Task =>
Taking each line of the material in turn, count those with the string "bloom" and answer with the count alone.

Listed records =>
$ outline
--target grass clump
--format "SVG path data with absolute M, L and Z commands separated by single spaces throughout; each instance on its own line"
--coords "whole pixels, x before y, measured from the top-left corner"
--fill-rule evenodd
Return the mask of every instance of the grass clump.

--

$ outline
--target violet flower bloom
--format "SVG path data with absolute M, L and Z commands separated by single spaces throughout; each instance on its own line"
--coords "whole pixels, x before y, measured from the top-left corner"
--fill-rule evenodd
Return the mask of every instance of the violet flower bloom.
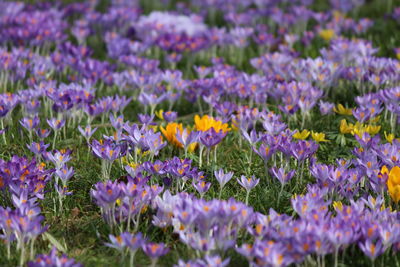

Task response =>
2